■ Material ■
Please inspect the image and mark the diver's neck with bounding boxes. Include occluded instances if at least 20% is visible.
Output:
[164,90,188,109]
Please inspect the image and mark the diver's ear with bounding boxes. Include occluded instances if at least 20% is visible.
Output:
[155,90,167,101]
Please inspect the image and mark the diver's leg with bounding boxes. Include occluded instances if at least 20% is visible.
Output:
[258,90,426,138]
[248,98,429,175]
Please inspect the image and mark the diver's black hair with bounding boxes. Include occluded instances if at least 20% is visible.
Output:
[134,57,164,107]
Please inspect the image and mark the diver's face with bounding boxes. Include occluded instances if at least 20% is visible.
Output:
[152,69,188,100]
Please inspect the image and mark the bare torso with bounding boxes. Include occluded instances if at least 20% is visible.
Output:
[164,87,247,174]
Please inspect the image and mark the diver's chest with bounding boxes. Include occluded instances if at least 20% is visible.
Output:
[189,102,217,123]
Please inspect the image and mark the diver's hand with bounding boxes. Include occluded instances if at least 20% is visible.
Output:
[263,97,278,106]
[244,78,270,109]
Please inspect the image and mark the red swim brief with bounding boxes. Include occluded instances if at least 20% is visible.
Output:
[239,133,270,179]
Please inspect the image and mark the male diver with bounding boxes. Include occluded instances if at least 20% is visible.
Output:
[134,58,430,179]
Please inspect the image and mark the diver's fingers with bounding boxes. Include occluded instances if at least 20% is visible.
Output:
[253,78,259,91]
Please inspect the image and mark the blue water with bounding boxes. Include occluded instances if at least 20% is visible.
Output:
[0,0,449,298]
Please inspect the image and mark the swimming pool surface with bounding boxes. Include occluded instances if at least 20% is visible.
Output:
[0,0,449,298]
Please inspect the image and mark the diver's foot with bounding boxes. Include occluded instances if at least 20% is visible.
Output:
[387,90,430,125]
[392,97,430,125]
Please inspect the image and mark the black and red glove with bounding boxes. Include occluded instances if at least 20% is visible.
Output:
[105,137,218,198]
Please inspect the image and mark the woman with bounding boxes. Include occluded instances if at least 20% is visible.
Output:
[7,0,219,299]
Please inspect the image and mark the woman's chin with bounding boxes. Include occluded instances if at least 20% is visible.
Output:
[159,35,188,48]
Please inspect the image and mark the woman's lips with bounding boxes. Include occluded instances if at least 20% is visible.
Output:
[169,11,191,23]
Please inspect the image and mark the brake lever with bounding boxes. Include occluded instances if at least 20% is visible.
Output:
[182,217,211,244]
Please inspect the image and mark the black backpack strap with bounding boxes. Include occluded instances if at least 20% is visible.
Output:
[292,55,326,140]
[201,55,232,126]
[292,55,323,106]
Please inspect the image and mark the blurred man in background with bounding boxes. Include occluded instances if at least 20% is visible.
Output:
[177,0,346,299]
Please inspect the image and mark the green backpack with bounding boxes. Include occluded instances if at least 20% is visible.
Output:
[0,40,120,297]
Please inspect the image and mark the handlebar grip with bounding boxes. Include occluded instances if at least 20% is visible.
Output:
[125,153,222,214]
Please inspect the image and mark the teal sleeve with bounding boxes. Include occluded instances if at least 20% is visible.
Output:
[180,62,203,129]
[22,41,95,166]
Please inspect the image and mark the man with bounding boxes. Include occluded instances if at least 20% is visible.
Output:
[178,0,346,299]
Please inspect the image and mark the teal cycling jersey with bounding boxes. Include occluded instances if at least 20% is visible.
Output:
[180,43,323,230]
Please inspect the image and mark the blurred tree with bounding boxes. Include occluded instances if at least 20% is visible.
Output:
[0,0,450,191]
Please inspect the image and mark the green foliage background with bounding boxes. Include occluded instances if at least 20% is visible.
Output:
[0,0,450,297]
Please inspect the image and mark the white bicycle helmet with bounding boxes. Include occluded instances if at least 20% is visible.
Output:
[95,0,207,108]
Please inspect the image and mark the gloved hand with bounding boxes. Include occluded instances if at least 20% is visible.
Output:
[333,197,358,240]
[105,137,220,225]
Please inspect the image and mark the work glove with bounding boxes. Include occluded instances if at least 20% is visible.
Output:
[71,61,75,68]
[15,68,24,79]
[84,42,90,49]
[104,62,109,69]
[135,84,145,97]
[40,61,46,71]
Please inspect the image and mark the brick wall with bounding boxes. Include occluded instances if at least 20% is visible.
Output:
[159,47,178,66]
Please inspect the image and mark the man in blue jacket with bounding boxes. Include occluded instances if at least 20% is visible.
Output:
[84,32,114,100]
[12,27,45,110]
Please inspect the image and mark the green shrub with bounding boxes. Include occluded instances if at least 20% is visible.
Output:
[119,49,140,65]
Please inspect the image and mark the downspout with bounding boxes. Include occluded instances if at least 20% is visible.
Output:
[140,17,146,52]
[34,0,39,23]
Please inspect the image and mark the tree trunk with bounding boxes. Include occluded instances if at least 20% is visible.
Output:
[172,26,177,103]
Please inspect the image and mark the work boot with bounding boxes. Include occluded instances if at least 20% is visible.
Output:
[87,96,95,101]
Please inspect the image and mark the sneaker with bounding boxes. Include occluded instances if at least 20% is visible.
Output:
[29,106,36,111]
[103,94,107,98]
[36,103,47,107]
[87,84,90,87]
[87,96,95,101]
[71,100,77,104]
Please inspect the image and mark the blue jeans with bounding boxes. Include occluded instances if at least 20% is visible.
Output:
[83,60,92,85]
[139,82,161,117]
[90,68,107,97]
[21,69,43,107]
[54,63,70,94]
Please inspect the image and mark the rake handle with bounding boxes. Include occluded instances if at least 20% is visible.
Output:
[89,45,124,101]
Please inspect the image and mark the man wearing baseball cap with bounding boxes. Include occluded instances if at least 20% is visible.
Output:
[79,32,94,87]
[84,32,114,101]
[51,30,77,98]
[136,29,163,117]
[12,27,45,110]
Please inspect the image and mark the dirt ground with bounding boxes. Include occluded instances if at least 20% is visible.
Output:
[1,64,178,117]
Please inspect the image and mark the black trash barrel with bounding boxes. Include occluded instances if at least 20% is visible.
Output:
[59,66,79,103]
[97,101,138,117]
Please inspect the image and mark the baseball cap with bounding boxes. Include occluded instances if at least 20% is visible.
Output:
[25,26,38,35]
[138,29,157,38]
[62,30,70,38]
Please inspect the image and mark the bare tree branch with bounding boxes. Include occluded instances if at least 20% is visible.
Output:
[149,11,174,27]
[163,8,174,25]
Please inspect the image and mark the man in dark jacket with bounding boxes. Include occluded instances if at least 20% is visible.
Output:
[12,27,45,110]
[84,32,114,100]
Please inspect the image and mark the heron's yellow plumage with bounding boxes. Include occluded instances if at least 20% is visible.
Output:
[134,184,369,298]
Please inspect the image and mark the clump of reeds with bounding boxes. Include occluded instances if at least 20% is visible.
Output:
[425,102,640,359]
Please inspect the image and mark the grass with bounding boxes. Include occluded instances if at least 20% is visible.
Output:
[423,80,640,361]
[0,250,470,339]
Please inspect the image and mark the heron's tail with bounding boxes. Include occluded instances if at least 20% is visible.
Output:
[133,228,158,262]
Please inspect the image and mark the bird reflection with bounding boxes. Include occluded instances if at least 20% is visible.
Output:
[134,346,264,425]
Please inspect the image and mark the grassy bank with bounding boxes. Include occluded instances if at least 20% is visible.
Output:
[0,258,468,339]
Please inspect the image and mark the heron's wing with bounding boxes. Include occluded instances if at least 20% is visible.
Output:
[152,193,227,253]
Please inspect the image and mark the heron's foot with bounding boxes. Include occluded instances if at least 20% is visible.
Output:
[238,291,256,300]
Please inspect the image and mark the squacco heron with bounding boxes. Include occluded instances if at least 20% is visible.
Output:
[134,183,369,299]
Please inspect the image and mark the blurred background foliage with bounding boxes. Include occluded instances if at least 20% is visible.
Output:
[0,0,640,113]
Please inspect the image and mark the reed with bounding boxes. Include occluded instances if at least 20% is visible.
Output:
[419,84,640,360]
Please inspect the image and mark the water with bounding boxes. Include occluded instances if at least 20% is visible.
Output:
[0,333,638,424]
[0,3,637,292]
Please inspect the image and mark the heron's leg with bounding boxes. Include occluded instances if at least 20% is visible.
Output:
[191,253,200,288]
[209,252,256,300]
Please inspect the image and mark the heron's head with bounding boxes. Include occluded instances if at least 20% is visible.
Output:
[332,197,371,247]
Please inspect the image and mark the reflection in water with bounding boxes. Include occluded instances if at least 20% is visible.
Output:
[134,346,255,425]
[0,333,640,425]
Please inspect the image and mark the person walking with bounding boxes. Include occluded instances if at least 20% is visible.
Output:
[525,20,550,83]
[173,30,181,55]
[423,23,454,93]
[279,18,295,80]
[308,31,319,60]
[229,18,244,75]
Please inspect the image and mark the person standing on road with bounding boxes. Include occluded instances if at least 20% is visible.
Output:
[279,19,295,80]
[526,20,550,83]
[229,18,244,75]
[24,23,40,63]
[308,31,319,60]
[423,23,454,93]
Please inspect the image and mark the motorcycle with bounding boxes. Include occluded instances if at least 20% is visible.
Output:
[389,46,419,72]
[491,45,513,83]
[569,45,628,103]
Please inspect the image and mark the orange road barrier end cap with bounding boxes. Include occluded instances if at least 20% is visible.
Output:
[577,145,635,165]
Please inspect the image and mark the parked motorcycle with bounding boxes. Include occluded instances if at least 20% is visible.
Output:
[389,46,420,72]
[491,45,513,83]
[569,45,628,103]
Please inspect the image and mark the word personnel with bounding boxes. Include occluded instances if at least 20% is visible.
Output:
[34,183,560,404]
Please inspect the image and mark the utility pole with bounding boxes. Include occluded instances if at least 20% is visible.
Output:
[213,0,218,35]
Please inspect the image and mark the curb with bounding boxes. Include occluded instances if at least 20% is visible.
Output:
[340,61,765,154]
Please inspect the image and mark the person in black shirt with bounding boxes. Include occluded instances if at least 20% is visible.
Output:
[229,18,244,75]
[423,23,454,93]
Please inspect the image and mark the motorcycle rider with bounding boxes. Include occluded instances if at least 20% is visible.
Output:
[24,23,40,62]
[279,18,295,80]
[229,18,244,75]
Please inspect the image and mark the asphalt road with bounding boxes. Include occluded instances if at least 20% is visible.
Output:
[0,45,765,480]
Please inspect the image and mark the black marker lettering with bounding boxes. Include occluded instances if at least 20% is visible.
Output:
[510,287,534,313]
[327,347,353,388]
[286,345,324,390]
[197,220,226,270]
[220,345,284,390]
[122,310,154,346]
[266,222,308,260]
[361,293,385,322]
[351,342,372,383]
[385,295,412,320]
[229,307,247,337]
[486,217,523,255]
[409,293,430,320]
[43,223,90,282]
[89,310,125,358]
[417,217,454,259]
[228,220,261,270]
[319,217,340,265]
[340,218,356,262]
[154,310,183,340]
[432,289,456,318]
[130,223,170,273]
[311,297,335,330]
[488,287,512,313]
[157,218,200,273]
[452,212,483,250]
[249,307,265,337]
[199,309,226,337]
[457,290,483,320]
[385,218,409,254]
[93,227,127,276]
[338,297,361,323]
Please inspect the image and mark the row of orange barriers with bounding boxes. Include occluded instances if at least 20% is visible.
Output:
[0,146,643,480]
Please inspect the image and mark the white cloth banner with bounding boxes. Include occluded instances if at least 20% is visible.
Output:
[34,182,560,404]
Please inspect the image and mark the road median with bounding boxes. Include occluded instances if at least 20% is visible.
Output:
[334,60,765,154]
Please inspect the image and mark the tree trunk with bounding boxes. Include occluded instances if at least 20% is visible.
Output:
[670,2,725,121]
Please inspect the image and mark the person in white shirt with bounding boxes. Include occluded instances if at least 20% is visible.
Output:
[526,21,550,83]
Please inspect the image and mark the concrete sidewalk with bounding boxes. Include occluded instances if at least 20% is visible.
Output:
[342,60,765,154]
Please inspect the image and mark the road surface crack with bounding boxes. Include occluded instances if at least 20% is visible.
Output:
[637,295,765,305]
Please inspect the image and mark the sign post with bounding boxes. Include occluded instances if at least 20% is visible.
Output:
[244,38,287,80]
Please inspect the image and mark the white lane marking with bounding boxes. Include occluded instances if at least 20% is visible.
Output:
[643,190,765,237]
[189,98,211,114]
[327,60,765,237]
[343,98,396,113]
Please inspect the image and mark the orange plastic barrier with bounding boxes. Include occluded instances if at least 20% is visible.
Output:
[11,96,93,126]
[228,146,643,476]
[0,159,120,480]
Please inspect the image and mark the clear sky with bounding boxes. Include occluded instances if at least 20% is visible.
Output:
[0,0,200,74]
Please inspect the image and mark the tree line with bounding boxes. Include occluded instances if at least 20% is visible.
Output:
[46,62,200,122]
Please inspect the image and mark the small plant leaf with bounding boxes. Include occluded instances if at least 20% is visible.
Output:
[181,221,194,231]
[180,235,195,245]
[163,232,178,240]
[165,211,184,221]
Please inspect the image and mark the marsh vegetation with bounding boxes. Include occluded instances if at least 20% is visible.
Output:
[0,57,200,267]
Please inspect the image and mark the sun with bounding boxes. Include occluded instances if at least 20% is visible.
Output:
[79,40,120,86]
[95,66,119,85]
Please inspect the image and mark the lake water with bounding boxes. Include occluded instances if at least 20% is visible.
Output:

■ What you need to do ■
Recast the part of the rows above that opens with the line containing "Please inspect the image and mark the white cloth" and closes with the line containing "[526,21,550,83]" as a numbered list, both end lines included and blank lines left out.

■ The result ■
1. Please inspect the image and mark the white cloth banner with bounding boxes. Include occluded instances if at least 20% is visible.
2. Output:
3. [34,182,560,404]
4. Please inspect the image and mark the road median with bounding boxes. Include occluded instances if at least 20% is visible.
5. Output:
6. [334,60,765,154]
7. Please inspect the image and mark the tree trunk with bounding boxes. Include occluded instances if at least 20% is visible.
8. Output:
9. [670,2,725,121]
10. Please inspect the image and mark the person in white shirt with bounding boxes. Include occluded instances if at least 20% is visible.
11. Output:
12. [526,21,550,83]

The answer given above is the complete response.